> [Tarefa 1]: Enumere, pela ordem em que ocorrem, as ondas de resposta sucessivas descritas no texto sobre genes e comportamento social.
> [Tarefa 2]: Transcreva literalmente o trecho do texto sobre genes e comportamento social que vai de "E os genes cuja" a "com outras células.".
> [Tarefa 3]: Retome o texto sobre genes e comportamento social a partir do ponto em que termina.

> [Texto para análise]:
========================================

E os genes cuja actividade muda vão fazer o quê? Qual é a parte seguinte na cadeia de acontecimentos biológicos?

A esta onda de resposta a nível dos genes segue-se uma onda de resposta a nível das proteínas que esses genes produzem, à qual se segue uma onda de resposta a nível do fenótipo das células cerebrais - isto é, uma alteração daquilo que a célula faz e das suas ligações com outras células.

Um dos genes que nós descobrimos (o BDNF) está envolvido na plasticidade neuronal. E o que os nossos dados preliminares sugerem é que parte desta plasticidade neuronal passa pela alteração de redes neuronais, por formar novos neurónios que se vão incorporar em circuitos neuronais e se vão tornar funcionais. Neste caso, vamos assistir a um rearranjo estrutural do circuito neural subjacente à produção do comportamento.

Mas a reorganização do circuito induzida pela alteração da expressão dos genes também pode acontecer apenas através de alterações dos níveis de actividade de neurónios já existentes no circuito. É como se tivéssemos uma equipa de futebol e fizéssemos substituições, colocando jogadores novos em função da informação que temos, ou, pelo contrário, mantivéssemos os mesmos jogadores dizendo-lhes para jogar de maneira diferente. Esses dois níveis de regulação dos circuitos vão a seguir produzir comportamentos sociais diferentes nos peixes.

Fazem estudos em seres humanos?

Sim, muitas das ideias que investigamos nos animais, também as investigamos em humanos. Obviamente que aqui não podemos recorrer às abordagens intrusivas que utilizamos nos animais e, por isso, o que medimos são respostas hormonais. Algo que estudamos muito é a forma como o ambiente social activa certas respostas hormonais, ou seja: como é que os mecanismos de avaliação cognitiva activam a resposta hormonal. Nos humanos, podemos ser mais minuciosos a nível psicológico e tentar perceber o que está a mediar a resposta.

========================================

> [Dados fornecidos]:
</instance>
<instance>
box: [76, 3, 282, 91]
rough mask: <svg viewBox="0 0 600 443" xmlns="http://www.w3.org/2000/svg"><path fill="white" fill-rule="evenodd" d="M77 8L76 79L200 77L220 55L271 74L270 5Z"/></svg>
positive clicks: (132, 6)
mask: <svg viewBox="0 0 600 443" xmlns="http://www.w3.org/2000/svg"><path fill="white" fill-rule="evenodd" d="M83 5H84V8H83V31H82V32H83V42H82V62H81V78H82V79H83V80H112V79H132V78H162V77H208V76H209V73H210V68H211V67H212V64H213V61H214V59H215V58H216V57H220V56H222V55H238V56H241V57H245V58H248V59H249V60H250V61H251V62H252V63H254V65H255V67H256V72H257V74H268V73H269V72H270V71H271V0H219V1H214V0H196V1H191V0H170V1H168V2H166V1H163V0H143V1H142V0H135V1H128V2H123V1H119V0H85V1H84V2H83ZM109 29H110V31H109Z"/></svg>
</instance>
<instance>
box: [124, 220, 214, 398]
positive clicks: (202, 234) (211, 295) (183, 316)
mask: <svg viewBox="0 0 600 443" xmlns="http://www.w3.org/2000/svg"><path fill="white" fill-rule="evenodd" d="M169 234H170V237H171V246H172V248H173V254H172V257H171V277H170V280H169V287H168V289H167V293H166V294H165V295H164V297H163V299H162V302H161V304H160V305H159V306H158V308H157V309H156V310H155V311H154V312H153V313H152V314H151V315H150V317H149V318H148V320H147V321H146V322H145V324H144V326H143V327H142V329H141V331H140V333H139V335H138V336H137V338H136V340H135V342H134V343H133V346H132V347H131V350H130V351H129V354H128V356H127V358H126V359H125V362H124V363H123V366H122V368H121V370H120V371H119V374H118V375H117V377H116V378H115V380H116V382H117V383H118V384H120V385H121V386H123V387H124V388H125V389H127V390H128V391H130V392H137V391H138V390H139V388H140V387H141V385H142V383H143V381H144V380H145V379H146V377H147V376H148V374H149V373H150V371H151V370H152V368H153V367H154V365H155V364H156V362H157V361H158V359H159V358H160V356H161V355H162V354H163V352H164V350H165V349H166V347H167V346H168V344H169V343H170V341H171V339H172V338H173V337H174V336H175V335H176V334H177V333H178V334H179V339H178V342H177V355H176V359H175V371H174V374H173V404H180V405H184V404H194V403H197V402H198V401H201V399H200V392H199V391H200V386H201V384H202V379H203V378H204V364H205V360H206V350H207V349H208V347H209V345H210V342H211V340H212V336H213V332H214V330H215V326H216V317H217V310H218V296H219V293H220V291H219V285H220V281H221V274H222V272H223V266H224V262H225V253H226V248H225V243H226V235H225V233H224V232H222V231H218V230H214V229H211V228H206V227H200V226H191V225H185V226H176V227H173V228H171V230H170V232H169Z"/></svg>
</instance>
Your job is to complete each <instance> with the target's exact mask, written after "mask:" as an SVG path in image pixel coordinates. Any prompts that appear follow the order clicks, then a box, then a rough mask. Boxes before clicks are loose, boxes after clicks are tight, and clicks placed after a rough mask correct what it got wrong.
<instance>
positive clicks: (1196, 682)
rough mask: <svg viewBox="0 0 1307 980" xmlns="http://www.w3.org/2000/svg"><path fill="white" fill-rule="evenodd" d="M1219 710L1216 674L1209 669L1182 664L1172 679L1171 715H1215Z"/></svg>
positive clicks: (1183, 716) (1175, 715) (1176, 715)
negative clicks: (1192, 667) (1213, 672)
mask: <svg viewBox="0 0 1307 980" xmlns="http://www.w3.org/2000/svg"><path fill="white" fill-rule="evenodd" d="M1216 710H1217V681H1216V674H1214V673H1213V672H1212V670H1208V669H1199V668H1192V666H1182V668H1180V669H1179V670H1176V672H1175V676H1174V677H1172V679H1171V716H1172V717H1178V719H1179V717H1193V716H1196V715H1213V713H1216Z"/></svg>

========================================

> [Resposta 1]:
1. Onda de resposta a nível dos genes
2. Onda de resposta a nível das proteínas que esses genes produzem
3. Onda de resposta a nível do fenótipo das células cerebrais

> [Resposta 2]:
E os genes cuja actividade muda vão fazer o quê? Qual é a parte seguinte na cadeia de acontecimentos biológicos?

A esta onda de resposta a nível dos genes segue-se uma onda de resposta a nível das proteínas que esses genes produzem, à qual se segue uma onda de resposta a nível do fenótipo das células cerebrais - isto é, uma alteração daquilo que a célula faz e das suas ligações com outras células.

> [Resposta 3]:
Também temos estudos recentes, muito interessantes, que mostram que, em situações de competição social, as variáveis-chave são a percepção da ameaça e a familiaridade. O que acontece é que a percepção de uma ameaça vinda de um sujeito familiar não activa uma resposta hormonal, mas se o um sujeito não for familiar, passa a activar.

Portanto, as subtilezas sociais que encontramos nos peixes, também as encontramos nos humanos e, no fundo, temos dois sistemas de estudo: os peixinhos, onde podemos manipular mais intrusivamente e ir atrás do que se passa a nível de expressão génica no cérebro; e os humanos, onde utilizamos paradigmas muito parecidos, mas onde medimos parâmetros cardiovasculares ou respostas hormonais. O tema é o mesmo.

Ao mesmo tempo, os humanos podem dizer o que sentiram, ao contrário dos peixinhos.

Os humanos dão-nos de facto uma informação mais rica no que diz respeito à componente de tradução cognitiva do social para o biológico. É esta capacidade humana que estamos a aproveitar.

O seu trabalho tem aplicações em Psicologia humana?

Como referi, nós estamos a mostrar, nos nossos peixinhos, que não é o que lhes está a acontecer o que realmente interessa, mas a percepção que eles têm do que lhes está a acontecer. E que essa percepção tem um efeito diferencial no cérebro. Não é o que lhe está a acontecer que interessa, porque o peixinho que lutou com o espelho lutou mesmo - mas nada aconteceu na sua cabeça. Mas se ele se convencer de que lutou e ganhou, isso activa uma resposta cerebral brutal.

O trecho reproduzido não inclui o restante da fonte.